Stored data entries

= Beginning of Section =

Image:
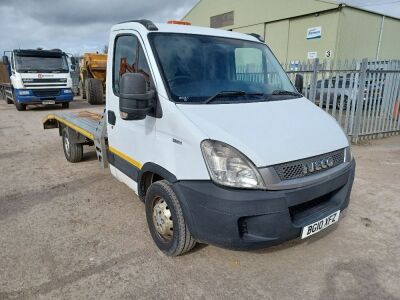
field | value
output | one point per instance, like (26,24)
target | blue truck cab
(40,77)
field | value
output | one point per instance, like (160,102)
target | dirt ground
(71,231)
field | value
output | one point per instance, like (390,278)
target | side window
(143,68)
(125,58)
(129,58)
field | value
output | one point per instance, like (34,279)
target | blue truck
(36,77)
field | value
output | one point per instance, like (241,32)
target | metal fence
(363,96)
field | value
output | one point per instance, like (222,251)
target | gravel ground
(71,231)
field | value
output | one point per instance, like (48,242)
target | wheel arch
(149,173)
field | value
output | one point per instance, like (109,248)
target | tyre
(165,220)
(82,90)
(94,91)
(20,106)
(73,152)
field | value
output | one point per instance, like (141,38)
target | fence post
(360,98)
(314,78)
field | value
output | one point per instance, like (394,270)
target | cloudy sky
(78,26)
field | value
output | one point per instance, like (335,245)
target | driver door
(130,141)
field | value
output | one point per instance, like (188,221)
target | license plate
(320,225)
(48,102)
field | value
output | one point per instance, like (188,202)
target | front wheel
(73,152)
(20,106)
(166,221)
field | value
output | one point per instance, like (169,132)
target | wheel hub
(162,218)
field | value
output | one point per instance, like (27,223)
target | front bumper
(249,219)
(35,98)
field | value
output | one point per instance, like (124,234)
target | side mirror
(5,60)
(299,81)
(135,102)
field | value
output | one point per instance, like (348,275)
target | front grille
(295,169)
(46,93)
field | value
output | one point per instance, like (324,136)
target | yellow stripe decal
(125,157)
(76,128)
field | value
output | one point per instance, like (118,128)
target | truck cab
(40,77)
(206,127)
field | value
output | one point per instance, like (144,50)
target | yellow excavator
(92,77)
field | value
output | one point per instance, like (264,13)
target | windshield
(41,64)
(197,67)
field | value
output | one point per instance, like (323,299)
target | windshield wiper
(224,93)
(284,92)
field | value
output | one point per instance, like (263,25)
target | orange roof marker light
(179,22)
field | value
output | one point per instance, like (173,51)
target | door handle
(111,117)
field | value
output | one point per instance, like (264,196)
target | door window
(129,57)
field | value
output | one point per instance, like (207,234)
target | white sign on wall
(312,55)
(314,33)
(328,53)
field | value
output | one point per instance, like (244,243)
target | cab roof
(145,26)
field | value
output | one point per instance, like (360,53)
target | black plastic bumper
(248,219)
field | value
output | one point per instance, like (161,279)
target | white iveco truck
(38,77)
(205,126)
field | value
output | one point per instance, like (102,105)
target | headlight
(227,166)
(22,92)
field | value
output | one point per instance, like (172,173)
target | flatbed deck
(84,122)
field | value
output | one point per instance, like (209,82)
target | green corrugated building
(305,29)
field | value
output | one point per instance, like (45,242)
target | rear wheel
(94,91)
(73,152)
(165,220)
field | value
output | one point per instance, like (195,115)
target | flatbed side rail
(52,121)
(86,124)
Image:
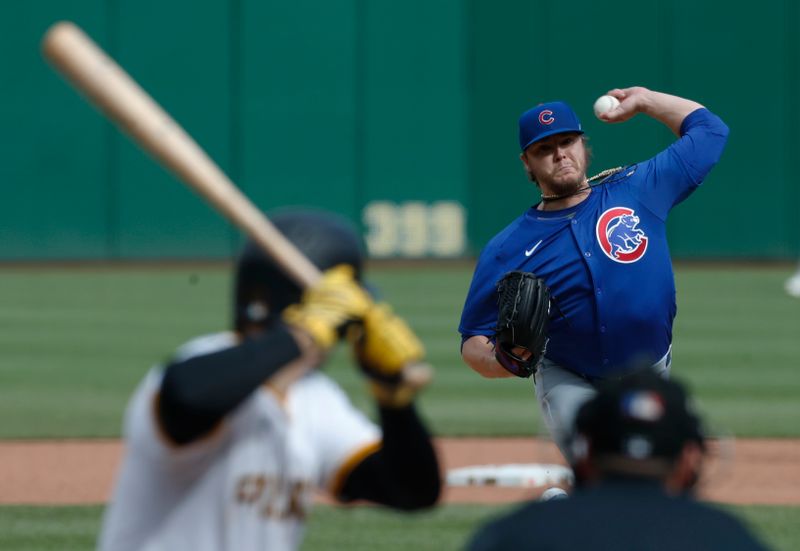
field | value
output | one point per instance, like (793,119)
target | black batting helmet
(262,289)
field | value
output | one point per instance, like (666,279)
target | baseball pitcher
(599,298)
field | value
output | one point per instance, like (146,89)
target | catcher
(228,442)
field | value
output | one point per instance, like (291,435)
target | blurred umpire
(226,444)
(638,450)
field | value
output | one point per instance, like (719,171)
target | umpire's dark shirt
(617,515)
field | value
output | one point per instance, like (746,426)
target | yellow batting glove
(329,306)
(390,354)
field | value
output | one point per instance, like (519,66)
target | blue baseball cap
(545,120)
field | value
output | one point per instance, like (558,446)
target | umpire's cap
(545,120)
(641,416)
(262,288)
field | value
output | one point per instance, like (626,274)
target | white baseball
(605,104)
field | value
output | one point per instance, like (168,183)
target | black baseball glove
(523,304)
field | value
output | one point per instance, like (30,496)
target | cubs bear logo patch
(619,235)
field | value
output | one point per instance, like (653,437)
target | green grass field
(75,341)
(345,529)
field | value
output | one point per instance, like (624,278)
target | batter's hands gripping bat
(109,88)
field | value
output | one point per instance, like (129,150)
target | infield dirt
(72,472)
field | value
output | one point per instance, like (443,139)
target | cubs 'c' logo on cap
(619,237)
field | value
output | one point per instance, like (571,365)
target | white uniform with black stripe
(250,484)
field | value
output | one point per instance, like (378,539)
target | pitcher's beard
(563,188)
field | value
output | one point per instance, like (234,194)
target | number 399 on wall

= End of Section =

# Activity:
Repeat the data above exactly; images are not part of the copy.

# Response:
Image:
field | value
output | one point per instance, like (26,24)
target | blue truck cab
(40,77)
field | value
output | one point per instance, like (160,102)
target | dirt ground
(71,231)
field | value
output | one point per instance, like (390,278)
target | side window
(143,68)
(125,58)
(129,58)
field | value
output | one point per instance, like (34,279)
target | blue truck
(36,77)
field | value
output | one point per instance, like (241,32)
target | metal fence
(363,96)
field | value
output | one point per instance, like (222,251)
target | gravel ground
(71,231)
field | value
output | one point per instance, like (48,242)
target | wheel arch
(149,173)
field | value
output | one point per instance, like (109,248)
target | tyre
(165,220)
(82,90)
(94,91)
(20,106)
(73,152)
field | value
output | one point per instance, like (141,38)
target | fence post
(360,98)
(314,78)
field | value
output | one point per instance, like (394,270)
target | cloudy sky
(78,26)
field | value
output | one point per instance, like (335,245)
target | driver door
(130,141)
field | value
output | one point per instance, like (188,221)
target | license plate
(320,225)
(48,102)
field | value
output | one point per instance, like (188,202)
target | front wheel
(73,152)
(20,106)
(166,221)
field | value
output | one point per instance, like (169,132)
target | wheel hub
(162,218)
field | value
output | one point per instance, like (27,223)
target | front bumper
(249,219)
(35,98)
field | value
output | one point per instance, like (124,234)
target | side mirror
(5,60)
(299,81)
(135,102)
field | value
output | one point per instance, like (348,275)
target | front grille
(295,169)
(46,93)
field | value
output | one point per instance, like (324,136)
target | yellow stripe decal
(125,157)
(76,128)
field | value
output | one point per instance, like (118,128)
target | truck cab
(40,77)
(206,127)
field | value
output | one point per instance, like (144,50)
target | yellow excavator
(92,77)
field | value
output | one point per instance, like (264,13)
target | windshield
(41,64)
(197,67)
field | value
output | one point per instance, like (323,299)
target | windshield wiper
(224,93)
(284,92)
field | value
output | one point per instance, like (263,25)
target | orange roof marker light
(179,22)
field | value
output | one point per instance, like (173,51)
target | door handle
(111,117)
field | value
output | one point per instance, like (264,196)
target | door window
(129,57)
field | value
output | one point per instance, like (207,234)
target | white sign on wall
(312,55)
(314,33)
(328,53)
field | value
output | one point per instance, like (244,243)
target | cab roof
(145,26)
field | value
output | one point per instance, like (360,53)
target | black plastic bumper
(248,219)
field | value
output | one point per instance, like (161,279)
target | white iveco truck
(38,77)
(205,126)
field | value
output | one point per instance, like (102,105)
target | headlight
(227,166)
(22,92)
field | value
output | one point per instance, like (172,173)
target | flatbed deck
(84,122)
field | value
output | one point per instance, like (209,82)
target | green corrugated building
(305,29)
field | value
output | one point per instance, like (45,242)
target | rear wheel
(94,91)
(73,152)
(165,220)
field | value
output | one point per instance, like (195,115)
target | flatbed side rail
(52,121)
(86,124)
Image:
field | value
output | one point per instance, like (793,119)
target | black batting helmet
(262,289)
field | value
output | one point per instance, like (666,279)
target | baseball pitcher
(599,298)
field | value
output | one point per instance, like (146,89)
target | catcher
(228,442)
field | value
output | one point per instance, like (291,435)
target | blurred umpire
(226,444)
(638,450)
field | value
output | one point per instance, like (719,171)
target | umpire's dark shirt
(617,515)
field | value
output | one point per instance, like (746,426)
target | yellow batting glove
(329,306)
(390,354)
field | value
output | one point per instance, like (519,66)
target | blue baseball cap
(545,120)
field | value
output | one point per instance, like (558,446)
target | umpire's cap
(545,120)
(641,416)
(262,288)
field | value
output | one point per instance, like (626,274)
target | white baseball
(605,104)
field | value
output | one point per instance, like (168,183)
target | black baseball glove
(523,304)
field | value
output | one point per instance, like (30,496)
target | cubs bear logo patch
(619,235)
field | value
output | one point per instance, like (653,437)
target | green grass field
(75,341)
(345,529)
field | value
output | one point per instance, like (624,278)
target | batter's hands gripping bat
(109,88)
field | value
output | one point per instance, like (129,150)
target | infield dirt
(72,472)
field | value
output | one point per instance, like (443,139)
target | cubs 'c' logo on cap
(619,237)
field | value
output | one point per instance, like (571,365)
target | white uniform with black stripe
(250,484)
field | value
output | one point per instance, like (378,539)
target | pitcher's beard
(563,188)
field | value
output | one point per instance, like (234,194)
target | number 399 on wall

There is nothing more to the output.